Source text:
═══
Bizarre regex behaviour

Discussion in 'Perl Misc' started by Brian Wakem, Aug 5, 2005.

  1. Brian Wakem

    Brian Wakem Guest

    This is driving me mad. I've been chasing a bug in a program for 3hrs, I
    have narrowed it down to this complete and working code.

    This is the *exact code* I am running, followed by the actual output.

    I've tried it on two machines, which run different versions of perl and I
    get the same result.

    Please, someone tell me what the hell is going on here, why doesn't the
    regex in sub1 match the 3rd and 4th time through?


    #!/usr/bin/perl

    use strict;
    use warnings;

    sub1();
    sub1();
    if ('a' =~ m/a/) {
    sub1();
    }
    sub1();


    sub sub1 {
    print "This is sub1\n";
    if ('someword' =~ m//) {
    print "Regex matches\n";
    }
    else {
    print "Regex does not match, what on Earth is going on here?\n";
    }
    }




    $ perl -v

    This is perl, v5.8.6 built for i386-linux
    (with 1 registered patch, see perl -V for more detail)

    Copyright 1987-2004, Larry Wall

    Perl may be copied only under the terms of either the Artistic License or
    the
    GNU General Public License, which may be found in the Perl 5 source kit.

    Complete documentation for Perl, including FAQ lists, should be found on
    this system using `man perl' or `perldoc perl'. If you have access to the
    Internet, point your browser at http://www.perl.org/, the Perl Home Page.

    $ perl tmp37.pl
    This is sub1
    Regex matches
    This is sub1
    Regex matches
    This is sub1
    Regex does not match, what on Earth is going on here?
═══
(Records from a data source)
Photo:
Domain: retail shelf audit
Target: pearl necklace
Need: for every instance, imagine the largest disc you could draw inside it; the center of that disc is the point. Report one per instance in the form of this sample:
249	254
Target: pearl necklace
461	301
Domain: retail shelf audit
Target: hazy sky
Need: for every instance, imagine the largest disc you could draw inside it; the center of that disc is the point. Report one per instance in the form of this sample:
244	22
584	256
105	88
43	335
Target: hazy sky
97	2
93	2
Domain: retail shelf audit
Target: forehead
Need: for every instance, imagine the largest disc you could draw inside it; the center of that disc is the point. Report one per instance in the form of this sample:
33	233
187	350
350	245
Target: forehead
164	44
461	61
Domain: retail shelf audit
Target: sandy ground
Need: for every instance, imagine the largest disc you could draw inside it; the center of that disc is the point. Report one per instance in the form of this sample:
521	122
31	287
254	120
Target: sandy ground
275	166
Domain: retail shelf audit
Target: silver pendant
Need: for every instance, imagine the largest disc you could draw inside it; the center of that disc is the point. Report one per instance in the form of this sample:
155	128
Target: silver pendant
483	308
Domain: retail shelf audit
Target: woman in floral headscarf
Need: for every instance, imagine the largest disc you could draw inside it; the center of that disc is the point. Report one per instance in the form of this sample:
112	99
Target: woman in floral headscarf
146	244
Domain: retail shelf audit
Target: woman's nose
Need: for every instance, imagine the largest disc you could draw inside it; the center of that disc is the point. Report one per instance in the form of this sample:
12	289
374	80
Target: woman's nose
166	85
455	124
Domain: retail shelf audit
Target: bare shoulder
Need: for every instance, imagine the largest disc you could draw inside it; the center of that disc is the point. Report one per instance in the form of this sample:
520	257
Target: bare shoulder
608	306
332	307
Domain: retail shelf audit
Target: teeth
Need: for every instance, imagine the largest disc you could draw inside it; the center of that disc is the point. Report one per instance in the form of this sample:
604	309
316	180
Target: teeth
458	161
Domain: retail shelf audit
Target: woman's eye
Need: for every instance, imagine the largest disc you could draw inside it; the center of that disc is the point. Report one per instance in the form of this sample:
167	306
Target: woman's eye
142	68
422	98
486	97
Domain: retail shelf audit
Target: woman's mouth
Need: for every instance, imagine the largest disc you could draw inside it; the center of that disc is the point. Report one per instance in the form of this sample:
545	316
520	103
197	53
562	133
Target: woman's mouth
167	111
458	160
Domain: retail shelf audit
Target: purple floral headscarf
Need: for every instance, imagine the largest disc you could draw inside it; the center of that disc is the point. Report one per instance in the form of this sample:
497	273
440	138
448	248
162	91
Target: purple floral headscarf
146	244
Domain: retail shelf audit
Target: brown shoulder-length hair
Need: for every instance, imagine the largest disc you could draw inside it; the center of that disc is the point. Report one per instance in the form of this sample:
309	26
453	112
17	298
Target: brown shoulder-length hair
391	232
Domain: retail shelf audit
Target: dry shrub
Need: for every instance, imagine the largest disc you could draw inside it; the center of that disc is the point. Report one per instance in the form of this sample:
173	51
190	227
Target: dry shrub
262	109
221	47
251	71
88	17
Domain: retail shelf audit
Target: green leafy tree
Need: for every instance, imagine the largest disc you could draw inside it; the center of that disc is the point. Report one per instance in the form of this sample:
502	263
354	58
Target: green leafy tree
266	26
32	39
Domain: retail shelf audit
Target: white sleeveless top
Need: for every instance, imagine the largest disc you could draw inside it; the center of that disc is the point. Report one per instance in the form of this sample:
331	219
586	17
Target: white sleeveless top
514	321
═══
Work instructions:
- A) Answer these questions from the Perl regex thread:
(i) For how long had the poster been chasing the bug?
(ii) Which version of perl does the `perl -v` output report?
(iii) What is the name of the script file the poster runs?
- B) In the Perl regex thread, why does the poster consider the result unlikely to come from one particular perl setup? Answer in one to three sentences.
- C) Extend the Perl regex thread from the point where it stops.

Exercise responses:
- A)
(i) 3 hours.
(ii) v5.8.6, built for i386-linux.
(iii) tmp37.pl.

- B) The poster ran the code on two machines with different versions of perl and got the same result on both. The behavior therefore does not depend on a single installation or version.

- C)
    This is sub1
    Regex does not match, what on Earth is going on here?
    $



    --
    Brian Wakem
    Email: http://homepage.ntlworld.com/b.wakem/myemail.png
     
    Brian Wakem, Aug 5, 2005
    #1
    1. Advertising

  2. Brian Wakem

    Paul Lalli Guest

    Brian Wakem wrote:
    > Please, someone tell me what the hell is going on here, why doesn't the
    > regex in sub1 match the 3rd and 4th time through?
    >
    >
    > #!/usr/bin/perl
    >
    > use strict;
    > use warnings;
    >
    > sub1();
    > sub1();
    > if ('a' =~ m/a/) {
    > sub1();
    > }
    > sub1();
    >
    >
    > sub sub1 {
    > print "This is sub1\n";
    > if ('someword' =~ m//) {
    > print "Regex matches\n";
    > }
    > else {
    > print "Regex does not match, what on Earth is going on here?\n";
    > }
    > }


    > $ perl tmp37.pl
    > This is sub1
    > Regex matches
    > This is sub1
    > Regex matches
    > This is sub1
    > Regex does not match, what on Earth is going on here?
    > This is sub1
    > Regex does not match, what on Earth is going on here?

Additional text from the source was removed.